Task description: Please turn every line of the items, from the line with "of the beard" up to and including the final line of the items, into a numbered list, leaving out blank lines.

Records shown:
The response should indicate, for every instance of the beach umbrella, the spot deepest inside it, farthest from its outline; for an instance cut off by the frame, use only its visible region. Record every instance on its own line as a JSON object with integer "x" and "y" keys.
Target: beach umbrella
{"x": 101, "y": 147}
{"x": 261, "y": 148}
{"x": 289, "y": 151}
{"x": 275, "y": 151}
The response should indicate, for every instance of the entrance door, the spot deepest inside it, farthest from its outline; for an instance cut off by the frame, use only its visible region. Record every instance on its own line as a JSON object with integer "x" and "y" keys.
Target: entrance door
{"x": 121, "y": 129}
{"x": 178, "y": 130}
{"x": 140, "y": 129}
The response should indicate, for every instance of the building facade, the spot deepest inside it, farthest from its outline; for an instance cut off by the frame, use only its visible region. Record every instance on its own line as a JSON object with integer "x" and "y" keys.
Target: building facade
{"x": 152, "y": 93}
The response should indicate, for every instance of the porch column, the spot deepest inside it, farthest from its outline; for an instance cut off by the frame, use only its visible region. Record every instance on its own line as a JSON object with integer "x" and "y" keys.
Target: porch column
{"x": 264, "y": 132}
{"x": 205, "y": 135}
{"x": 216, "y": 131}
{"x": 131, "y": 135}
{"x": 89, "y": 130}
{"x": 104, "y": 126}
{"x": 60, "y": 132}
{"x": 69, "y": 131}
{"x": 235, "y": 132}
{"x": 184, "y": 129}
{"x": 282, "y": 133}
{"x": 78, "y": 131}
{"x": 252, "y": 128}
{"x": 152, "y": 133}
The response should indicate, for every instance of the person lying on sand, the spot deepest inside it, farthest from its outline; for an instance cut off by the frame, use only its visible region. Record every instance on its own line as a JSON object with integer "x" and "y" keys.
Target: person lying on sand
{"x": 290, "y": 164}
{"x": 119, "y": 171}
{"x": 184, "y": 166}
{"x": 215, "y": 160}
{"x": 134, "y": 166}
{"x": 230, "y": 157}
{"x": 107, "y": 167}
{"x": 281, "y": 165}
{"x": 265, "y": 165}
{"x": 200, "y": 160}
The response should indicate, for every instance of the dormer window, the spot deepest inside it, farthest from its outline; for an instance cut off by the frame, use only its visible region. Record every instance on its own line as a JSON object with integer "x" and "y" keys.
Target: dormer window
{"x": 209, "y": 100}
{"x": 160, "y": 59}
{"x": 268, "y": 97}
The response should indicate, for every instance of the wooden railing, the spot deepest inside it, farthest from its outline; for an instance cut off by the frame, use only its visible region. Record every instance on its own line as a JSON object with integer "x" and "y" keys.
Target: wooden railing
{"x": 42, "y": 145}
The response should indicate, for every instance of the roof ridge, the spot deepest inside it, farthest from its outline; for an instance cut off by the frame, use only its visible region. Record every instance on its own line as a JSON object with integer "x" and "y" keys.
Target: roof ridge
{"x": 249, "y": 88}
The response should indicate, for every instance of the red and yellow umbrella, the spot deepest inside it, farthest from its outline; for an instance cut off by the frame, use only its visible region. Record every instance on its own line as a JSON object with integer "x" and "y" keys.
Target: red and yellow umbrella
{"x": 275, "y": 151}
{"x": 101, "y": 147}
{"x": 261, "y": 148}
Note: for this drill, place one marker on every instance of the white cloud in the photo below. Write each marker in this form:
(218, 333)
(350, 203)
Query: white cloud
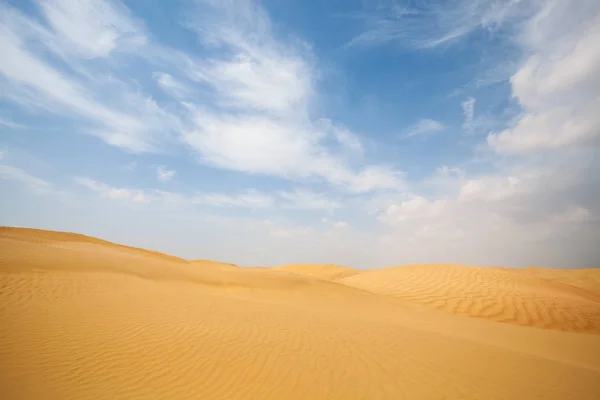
(286, 232)
(92, 28)
(172, 86)
(558, 84)
(263, 89)
(10, 124)
(433, 24)
(251, 198)
(424, 127)
(136, 124)
(9, 172)
(303, 199)
(164, 174)
(114, 193)
(468, 107)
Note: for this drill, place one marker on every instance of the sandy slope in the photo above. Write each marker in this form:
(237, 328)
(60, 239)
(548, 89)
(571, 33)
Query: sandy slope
(539, 299)
(322, 271)
(85, 319)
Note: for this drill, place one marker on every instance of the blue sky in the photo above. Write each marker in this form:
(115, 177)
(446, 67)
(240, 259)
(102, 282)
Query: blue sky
(361, 133)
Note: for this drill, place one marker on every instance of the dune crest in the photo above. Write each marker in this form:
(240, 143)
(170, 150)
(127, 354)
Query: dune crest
(498, 294)
(82, 318)
(323, 271)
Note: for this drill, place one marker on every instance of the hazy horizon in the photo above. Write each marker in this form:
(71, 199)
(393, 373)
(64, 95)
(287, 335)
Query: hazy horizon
(363, 134)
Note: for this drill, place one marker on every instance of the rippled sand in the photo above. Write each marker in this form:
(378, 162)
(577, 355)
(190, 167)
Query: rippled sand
(81, 318)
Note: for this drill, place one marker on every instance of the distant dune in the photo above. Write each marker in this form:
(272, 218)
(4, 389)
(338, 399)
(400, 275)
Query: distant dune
(82, 318)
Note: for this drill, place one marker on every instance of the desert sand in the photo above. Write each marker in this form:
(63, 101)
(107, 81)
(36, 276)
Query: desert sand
(82, 318)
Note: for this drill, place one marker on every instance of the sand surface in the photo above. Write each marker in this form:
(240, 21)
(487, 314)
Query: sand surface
(81, 318)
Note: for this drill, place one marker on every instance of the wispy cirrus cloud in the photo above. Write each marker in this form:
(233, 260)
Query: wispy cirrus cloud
(244, 106)
(263, 89)
(423, 128)
(557, 86)
(429, 24)
(165, 174)
(298, 199)
(113, 111)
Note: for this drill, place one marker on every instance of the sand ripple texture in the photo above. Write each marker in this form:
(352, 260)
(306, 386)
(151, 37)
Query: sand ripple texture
(82, 318)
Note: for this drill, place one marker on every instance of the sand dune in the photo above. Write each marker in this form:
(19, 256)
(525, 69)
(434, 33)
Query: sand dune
(323, 271)
(502, 295)
(86, 319)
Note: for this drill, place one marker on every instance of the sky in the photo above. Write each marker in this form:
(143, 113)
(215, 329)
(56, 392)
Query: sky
(361, 133)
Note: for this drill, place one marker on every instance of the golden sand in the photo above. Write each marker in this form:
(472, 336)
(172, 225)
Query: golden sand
(82, 318)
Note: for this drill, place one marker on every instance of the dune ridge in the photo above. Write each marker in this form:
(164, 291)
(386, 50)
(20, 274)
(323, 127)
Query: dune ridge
(498, 294)
(89, 319)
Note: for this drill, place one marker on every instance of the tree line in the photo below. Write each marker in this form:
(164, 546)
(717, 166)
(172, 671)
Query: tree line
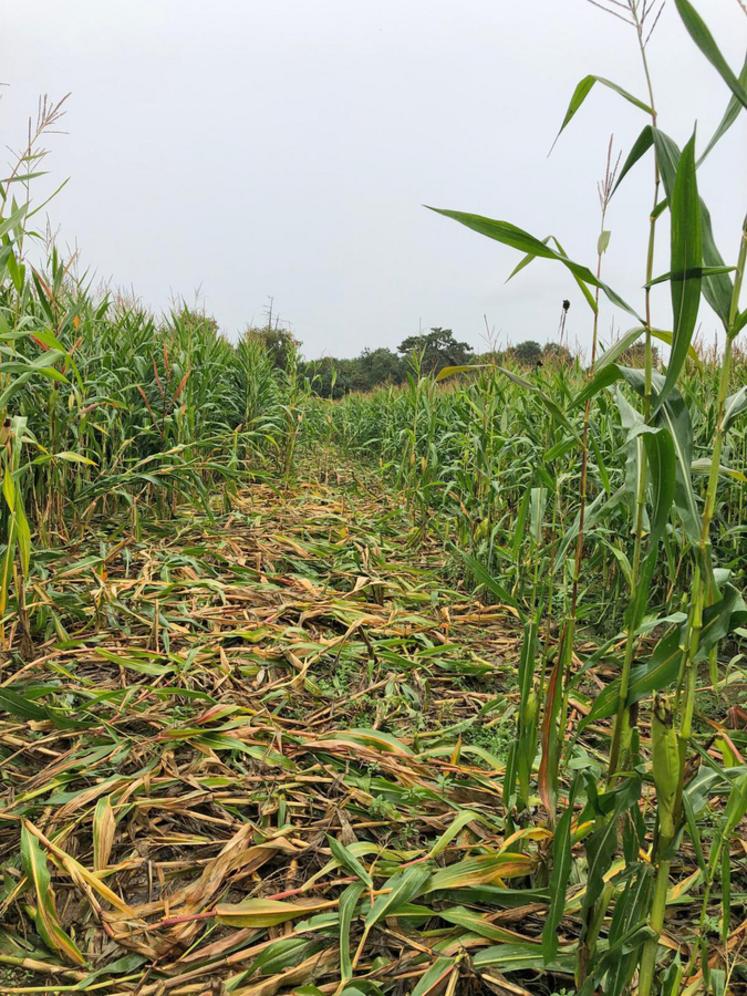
(427, 352)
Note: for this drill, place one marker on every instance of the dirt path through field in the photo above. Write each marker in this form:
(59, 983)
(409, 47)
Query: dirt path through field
(285, 702)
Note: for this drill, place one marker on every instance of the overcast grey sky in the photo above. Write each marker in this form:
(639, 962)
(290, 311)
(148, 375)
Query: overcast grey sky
(243, 149)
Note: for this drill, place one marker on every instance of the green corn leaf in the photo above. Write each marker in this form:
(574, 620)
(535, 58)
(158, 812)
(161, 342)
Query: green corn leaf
(640, 147)
(348, 860)
(588, 296)
(402, 887)
(348, 903)
(686, 255)
(582, 91)
(456, 826)
(734, 406)
(432, 980)
(625, 341)
(47, 921)
(562, 861)
(730, 115)
(703, 38)
(517, 238)
(717, 287)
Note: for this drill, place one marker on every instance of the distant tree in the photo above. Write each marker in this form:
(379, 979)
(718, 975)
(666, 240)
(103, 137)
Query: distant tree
(635, 355)
(438, 349)
(527, 353)
(378, 366)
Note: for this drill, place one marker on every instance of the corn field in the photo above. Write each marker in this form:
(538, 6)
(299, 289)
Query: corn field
(434, 689)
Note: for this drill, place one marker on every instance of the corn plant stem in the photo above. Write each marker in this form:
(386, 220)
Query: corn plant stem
(623, 724)
(701, 589)
(568, 636)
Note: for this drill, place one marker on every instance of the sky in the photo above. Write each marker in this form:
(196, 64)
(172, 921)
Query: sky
(240, 150)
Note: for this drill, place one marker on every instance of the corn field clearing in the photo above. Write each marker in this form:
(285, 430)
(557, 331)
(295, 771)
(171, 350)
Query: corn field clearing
(435, 689)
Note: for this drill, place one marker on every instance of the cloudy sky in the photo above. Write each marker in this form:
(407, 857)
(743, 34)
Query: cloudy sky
(245, 148)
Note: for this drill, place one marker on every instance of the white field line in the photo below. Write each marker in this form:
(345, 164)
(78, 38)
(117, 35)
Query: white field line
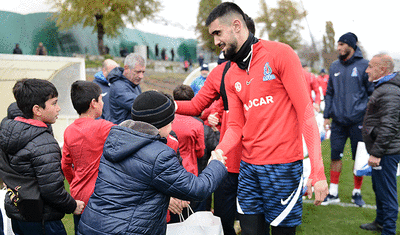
(343, 204)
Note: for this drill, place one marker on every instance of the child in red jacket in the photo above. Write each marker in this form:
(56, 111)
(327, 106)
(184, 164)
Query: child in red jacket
(83, 141)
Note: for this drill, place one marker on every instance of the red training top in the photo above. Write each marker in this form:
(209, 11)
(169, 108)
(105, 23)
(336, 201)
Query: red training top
(270, 109)
(83, 146)
(204, 98)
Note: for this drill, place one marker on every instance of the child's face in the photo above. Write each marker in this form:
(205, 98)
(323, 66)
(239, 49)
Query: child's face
(165, 130)
(99, 106)
(49, 114)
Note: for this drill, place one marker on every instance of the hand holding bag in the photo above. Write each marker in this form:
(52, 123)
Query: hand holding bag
(198, 223)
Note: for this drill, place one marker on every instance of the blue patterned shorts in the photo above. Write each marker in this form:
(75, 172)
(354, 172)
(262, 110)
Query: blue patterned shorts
(272, 190)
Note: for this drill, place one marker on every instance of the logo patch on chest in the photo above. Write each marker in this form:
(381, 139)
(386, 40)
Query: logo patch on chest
(354, 73)
(268, 76)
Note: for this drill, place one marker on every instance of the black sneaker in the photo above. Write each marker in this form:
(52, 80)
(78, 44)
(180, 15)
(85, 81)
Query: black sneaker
(374, 226)
(357, 199)
(330, 199)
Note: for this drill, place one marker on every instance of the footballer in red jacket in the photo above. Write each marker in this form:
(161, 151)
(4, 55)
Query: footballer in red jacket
(269, 112)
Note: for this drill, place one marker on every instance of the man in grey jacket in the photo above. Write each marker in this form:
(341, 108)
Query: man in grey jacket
(381, 134)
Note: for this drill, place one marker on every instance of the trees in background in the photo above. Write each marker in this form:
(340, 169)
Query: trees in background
(106, 17)
(205, 8)
(329, 53)
(283, 23)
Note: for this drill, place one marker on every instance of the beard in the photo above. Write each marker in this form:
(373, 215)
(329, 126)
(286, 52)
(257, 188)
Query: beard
(345, 55)
(231, 51)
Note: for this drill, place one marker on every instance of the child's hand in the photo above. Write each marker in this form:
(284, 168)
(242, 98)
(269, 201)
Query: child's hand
(213, 119)
(217, 155)
(176, 206)
(80, 205)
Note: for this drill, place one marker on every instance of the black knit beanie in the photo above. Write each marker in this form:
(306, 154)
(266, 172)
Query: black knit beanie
(350, 39)
(154, 108)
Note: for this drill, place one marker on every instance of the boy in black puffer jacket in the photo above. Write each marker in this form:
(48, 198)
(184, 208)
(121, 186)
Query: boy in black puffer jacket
(30, 163)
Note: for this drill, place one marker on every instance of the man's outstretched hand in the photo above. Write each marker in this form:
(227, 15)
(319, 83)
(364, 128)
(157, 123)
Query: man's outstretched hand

Answer for the task:
1. Note: for this drill, place one marker on every instance of the beard in the photo above. Write each marker in this form:
2. (373, 215)
3. (329, 126)
4. (286, 52)
5. (257, 188)
6. Query: beard
7. (345, 55)
8. (231, 51)
9. Note: for this drill, place one marker on every instance of the child's hand in the photo above. Write each marker in this form:
10. (284, 168)
11. (242, 98)
12. (269, 201)
13. Query: child's hand
14. (213, 119)
15. (217, 155)
16. (176, 206)
17. (80, 205)
18. Note: for this drill, place one marker on every instance of the black knit beanie in the photo above. Write each marker in this form:
19. (306, 154)
20. (266, 172)
21. Query: black knit beanie
22. (350, 39)
23. (154, 108)
24. Note: for this drill, place one marker on every instance of the boy in black puffer jacket in the photo above. Write each marker in this form:
25. (48, 198)
26. (184, 208)
27. (121, 186)
28. Query: boy in black puffer jacket
29. (30, 163)
30. Note: for this drill, place one marker on every instance of the man's outstretched hand in the photo above. Write each marker in this form:
31. (227, 15)
32. (319, 83)
33. (364, 128)
34. (157, 123)
35. Query: man's outstretched hand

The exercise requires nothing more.